- _TASK GOAL_: Rewrite every line in the stretch from the line containing "[find] the gravel road" through the line containing "[find] the blue ocean". Leave the wording unchanged, but multiply each answer's point coordinates by 1.25 and round them to whole numbers, with halves rounding up.

- _WORKING DATA_:
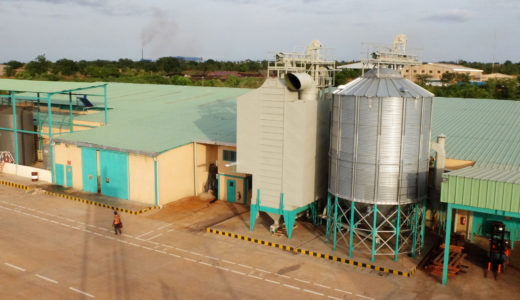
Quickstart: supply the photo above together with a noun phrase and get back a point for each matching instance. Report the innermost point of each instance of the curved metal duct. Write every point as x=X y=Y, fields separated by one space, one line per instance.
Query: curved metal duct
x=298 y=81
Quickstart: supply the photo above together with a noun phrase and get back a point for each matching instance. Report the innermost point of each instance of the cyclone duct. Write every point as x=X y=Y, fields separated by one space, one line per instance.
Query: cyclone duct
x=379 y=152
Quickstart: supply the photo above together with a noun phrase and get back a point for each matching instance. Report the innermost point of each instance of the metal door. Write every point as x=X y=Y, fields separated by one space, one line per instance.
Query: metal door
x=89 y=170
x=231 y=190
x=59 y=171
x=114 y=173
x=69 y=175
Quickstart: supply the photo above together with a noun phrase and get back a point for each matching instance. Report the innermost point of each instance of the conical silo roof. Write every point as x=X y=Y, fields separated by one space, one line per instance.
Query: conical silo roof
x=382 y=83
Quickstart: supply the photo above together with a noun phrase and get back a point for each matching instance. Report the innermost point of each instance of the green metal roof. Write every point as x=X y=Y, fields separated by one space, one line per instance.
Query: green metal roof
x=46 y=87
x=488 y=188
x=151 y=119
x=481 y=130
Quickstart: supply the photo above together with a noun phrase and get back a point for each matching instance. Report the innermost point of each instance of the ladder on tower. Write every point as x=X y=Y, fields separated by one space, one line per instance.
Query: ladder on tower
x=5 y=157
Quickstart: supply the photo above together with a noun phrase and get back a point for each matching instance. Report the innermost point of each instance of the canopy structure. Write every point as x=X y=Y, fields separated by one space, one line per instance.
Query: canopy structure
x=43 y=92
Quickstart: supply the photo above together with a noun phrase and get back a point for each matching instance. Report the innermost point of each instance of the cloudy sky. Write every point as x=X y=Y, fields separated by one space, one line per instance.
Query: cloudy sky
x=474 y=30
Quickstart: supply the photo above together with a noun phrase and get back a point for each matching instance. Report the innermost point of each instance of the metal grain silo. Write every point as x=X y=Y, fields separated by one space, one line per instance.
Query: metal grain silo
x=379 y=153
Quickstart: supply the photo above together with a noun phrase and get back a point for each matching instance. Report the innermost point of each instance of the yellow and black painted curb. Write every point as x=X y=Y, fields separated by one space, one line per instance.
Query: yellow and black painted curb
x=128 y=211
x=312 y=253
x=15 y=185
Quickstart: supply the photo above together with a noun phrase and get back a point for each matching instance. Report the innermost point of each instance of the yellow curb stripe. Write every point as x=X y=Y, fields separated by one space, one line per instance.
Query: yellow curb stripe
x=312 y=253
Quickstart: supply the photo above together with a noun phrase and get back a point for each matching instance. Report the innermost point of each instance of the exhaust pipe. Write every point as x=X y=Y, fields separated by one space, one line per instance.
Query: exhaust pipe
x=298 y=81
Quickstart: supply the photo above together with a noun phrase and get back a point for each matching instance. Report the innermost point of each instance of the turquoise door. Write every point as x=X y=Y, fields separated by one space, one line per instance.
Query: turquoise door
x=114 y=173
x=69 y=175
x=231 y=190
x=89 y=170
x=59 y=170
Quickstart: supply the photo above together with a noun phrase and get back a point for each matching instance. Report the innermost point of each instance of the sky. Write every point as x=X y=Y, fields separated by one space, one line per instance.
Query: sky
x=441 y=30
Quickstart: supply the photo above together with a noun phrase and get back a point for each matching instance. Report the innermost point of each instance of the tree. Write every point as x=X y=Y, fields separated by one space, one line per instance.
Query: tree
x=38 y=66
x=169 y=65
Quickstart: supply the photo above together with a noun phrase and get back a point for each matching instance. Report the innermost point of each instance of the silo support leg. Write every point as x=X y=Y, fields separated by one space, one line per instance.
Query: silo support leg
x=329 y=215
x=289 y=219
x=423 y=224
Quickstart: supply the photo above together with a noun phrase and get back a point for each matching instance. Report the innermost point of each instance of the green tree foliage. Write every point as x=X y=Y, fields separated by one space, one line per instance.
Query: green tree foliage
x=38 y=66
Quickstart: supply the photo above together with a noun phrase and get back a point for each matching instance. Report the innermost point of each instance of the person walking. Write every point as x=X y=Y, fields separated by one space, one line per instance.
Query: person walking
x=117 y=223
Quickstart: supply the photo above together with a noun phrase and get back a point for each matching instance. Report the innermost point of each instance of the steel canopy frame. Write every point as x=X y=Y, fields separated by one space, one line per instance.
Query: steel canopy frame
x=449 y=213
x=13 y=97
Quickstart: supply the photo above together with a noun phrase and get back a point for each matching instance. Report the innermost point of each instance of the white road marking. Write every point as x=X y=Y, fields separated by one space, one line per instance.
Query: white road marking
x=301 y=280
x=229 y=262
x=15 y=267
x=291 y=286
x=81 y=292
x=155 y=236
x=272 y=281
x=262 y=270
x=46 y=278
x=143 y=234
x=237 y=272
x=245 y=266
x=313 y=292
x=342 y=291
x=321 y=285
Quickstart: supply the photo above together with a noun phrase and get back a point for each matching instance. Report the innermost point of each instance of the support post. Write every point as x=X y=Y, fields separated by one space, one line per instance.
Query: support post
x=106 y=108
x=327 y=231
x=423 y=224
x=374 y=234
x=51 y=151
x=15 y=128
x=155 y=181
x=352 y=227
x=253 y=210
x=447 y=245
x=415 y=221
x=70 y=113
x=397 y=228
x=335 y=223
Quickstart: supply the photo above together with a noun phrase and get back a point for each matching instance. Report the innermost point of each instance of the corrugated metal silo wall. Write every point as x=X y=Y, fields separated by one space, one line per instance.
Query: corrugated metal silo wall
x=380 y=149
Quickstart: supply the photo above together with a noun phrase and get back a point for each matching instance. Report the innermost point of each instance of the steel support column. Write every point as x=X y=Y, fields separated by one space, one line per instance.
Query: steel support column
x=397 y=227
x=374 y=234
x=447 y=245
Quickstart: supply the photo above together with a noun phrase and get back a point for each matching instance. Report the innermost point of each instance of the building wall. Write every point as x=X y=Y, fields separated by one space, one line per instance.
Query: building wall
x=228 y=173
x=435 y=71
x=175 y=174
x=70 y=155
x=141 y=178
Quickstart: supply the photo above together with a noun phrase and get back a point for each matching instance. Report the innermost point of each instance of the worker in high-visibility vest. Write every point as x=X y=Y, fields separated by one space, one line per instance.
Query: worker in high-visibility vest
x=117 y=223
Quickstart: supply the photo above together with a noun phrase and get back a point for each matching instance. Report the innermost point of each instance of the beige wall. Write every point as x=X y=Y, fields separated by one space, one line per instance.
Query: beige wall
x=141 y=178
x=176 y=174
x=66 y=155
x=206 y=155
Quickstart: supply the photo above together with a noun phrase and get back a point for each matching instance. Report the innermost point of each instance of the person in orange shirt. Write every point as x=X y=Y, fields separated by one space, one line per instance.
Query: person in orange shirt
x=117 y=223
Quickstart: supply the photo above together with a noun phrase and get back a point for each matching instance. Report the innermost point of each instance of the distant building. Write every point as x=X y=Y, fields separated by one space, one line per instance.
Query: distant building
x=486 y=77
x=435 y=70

---

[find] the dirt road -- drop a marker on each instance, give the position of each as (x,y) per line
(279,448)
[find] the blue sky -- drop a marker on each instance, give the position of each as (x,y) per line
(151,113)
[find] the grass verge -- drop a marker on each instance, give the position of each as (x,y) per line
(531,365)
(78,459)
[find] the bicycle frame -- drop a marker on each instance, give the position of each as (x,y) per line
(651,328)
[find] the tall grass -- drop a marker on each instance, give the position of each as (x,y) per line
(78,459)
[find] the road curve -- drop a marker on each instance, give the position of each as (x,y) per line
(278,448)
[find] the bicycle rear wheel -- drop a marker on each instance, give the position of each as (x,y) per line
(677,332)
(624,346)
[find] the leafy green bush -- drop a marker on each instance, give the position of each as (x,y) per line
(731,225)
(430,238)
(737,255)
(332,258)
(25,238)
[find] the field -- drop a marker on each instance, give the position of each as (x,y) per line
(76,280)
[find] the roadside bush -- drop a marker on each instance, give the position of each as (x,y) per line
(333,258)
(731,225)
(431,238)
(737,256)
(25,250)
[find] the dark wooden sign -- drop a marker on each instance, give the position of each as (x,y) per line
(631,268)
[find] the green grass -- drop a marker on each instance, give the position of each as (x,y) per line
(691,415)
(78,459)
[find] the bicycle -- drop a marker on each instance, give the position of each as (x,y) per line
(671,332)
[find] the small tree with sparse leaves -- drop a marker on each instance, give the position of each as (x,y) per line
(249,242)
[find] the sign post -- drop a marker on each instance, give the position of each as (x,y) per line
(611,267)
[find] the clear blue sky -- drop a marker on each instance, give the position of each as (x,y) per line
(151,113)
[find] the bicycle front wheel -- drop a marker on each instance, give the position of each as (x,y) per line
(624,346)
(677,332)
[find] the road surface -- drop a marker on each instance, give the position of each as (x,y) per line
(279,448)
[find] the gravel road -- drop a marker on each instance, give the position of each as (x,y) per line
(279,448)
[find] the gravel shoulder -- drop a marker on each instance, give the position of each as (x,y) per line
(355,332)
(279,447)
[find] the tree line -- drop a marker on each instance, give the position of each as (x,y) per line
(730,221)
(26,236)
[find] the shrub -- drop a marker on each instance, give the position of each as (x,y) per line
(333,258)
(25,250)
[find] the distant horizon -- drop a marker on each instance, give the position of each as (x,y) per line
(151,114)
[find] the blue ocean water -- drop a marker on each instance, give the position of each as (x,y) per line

- _IN RESPONSE_:
[find] the gravel road -- drop a marker on each instance, give the position of each as (x,y) per line
(349,560)
[find] the gravel shoulder -- drop a marker on each instance, give the position of each as (x,y) per line
(444,415)
(349,559)
[find] the tree line -- drop a marker on each instance, give the position of each as (x,y) per line
(913,276)
(33,295)
[find] the shrub -- drop a marker on each instance, give the position of each as (x,y) per line
(416,323)
(31,313)
[find] the distant horizon -- drop a marker on each instance, give the position of each as (x,y) per line
(189,143)
[find] the blue ocean water -- drop a marker on each instance, give the position of each as (x,y) per line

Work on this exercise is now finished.